_Problem to work on_: The response is to be the full listing, set down exactly.

_Material for this task_:
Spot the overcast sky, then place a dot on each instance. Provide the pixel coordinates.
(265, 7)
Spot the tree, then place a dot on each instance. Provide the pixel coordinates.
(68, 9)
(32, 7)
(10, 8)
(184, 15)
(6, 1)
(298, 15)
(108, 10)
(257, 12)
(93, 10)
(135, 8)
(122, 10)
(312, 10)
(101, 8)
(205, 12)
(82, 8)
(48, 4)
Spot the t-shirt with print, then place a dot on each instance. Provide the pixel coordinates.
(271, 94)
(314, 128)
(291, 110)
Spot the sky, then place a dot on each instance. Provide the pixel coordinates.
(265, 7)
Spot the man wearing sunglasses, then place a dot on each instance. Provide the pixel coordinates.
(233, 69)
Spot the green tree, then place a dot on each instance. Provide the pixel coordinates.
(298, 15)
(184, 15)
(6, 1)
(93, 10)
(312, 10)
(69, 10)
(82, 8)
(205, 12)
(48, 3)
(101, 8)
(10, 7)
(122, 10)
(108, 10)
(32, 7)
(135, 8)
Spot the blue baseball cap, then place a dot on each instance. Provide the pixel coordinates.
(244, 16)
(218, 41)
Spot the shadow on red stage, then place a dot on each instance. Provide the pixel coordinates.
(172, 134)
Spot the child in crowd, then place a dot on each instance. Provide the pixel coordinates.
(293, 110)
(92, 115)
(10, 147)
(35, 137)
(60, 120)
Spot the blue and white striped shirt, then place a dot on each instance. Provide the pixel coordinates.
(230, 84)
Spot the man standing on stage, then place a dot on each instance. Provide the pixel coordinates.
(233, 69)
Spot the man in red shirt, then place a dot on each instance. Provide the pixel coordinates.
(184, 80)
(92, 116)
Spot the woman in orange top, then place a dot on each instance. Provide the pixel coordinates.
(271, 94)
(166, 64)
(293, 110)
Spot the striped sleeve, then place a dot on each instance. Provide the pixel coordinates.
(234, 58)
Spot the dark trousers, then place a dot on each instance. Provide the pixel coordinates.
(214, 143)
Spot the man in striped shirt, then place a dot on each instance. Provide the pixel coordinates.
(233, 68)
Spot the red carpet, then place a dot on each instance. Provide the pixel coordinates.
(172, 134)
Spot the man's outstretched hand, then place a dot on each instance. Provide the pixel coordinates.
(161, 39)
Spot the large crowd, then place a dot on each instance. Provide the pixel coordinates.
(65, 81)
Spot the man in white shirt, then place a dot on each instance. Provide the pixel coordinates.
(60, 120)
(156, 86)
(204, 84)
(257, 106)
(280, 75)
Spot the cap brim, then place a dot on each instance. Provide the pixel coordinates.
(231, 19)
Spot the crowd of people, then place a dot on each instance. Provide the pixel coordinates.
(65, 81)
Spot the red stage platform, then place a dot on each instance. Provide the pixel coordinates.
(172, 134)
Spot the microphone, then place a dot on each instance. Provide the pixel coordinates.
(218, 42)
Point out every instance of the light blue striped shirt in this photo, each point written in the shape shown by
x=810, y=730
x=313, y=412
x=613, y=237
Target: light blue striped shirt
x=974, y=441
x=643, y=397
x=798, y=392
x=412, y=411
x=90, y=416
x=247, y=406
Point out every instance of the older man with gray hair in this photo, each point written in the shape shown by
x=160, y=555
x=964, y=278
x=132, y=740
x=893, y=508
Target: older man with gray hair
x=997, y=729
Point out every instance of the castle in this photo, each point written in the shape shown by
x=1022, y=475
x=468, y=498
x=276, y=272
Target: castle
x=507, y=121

_Exercise answer_:
Spot the overcast sky, then place a dot on each instance. Provide the pixel coordinates.
(265, 7)
Spot the tree, then place a dot on each instance. Provide the pixel coordinates.
(68, 9)
(32, 7)
(10, 8)
(184, 15)
(6, 1)
(298, 15)
(108, 10)
(257, 12)
(93, 10)
(135, 8)
(122, 10)
(312, 10)
(101, 8)
(205, 12)
(82, 8)
(48, 4)
Spot the t-shirt with print, then place a dot on each instance. Provide the pixel coordinates.
(271, 94)
(314, 128)
(291, 110)
Spot the sky, then place a dot on each instance. Provide the pixel coordinates.
(265, 7)
Spot the man wearing sunglasses, then place a dot on each instance. Provide the pixel coordinates.
(233, 69)
Spot the green tree, then place a dot on each instance. Provide the pixel coordinates.
(298, 15)
(184, 15)
(6, 1)
(93, 10)
(312, 10)
(69, 10)
(82, 8)
(205, 12)
(48, 3)
(101, 8)
(10, 7)
(122, 10)
(108, 10)
(32, 7)
(135, 8)
Spot the blue baseball cap, then place a dot on each instance. Provide the pixel coordinates.
(244, 16)
(218, 41)
Spot the shadow on red stage, then place a dot on each instance. Provide the pixel coordinates.
(172, 134)
Spot the child in crowd, then place a dot on each instance. Provide the pixel coordinates.
(293, 110)
(92, 115)
(10, 147)
(35, 137)
(60, 120)
Spot the blue and white striped shirt, then place a dot on each instance. Provide the pixel coordinates.
(230, 84)
Spot the man standing on stage, then place a dot on each instance. Provide the pixel coordinates.
(233, 69)
Spot the man in red shirt, then place a dot on each instance. Provide the pixel coordinates.
(184, 80)
(92, 116)
Spot the woman in orange top, then place a dot on each instance. Provide the pixel coordinates.
(271, 94)
(166, 64)
(293, 110)
Spot the striped sleeve, then place a dot on each instance. Provide the pixel coordinates.
(234, 58)
Spot the dark trousers, then place a dot on each instance. Provide the pixel coordinates.
(214, 143)
Spot the man in striped shirt, then place a dot on each instance. Provide the pixel coordinates.
(233, 68)
Spot the red carpet, then place a dot on each instance. Provide the pixel coordinates.
(172, 134)
Spot the man's outstretched hand, then place a dot on each instance. Provide the pixel coordinates.
(161, 39)
Spot the large crowd, then place a dot on each instance. Provide the pixel coordinates.
(65, 81)
Spot the man in white shirt, then place a dot on each instance. Provide the pixel coordinates.
(60, 120)
(156, 86)
(204, 84)
(257, 106)
(280, 75)
Spot the cap brim, then place a dot on each instance. Provide the pixel coordinates.
(231, 19)
Spot the crowd of people, then place a dot on each instance. Provide the pixel coordinates.
(65, 81)
Spot the red stage platform, then place a dot on each instance. Provide the pixel coordinates.
(172, 134)
Spot the microphone, then place a dot on each instance. Provide the pixel coordinates.
(218, 42)
Point out every instance of the light blue striped shirt in this photo, each point written in the shape shown by
x=810, y=730
x=313, y=412
x=613, y=237
Target: light blue striped shirt
x=974, y=441
x=643, y=397
x=798, y=392
x=412, y=411
x=90, y=416
x=247, y=406
Point out every instance of the older man with gray hair in this photo, each point written in the shape shown by
x=160, y=555
x=964, y=278
x=132, y=740
x=893, y=508
Target: older man with gray hair
x=997, y=729
Point out every instance of the castle in this photo, each point written in the shape shown by
x=1022, y=475
x=468, y=498
x=276, y=272
Target: castle
x=507, y=121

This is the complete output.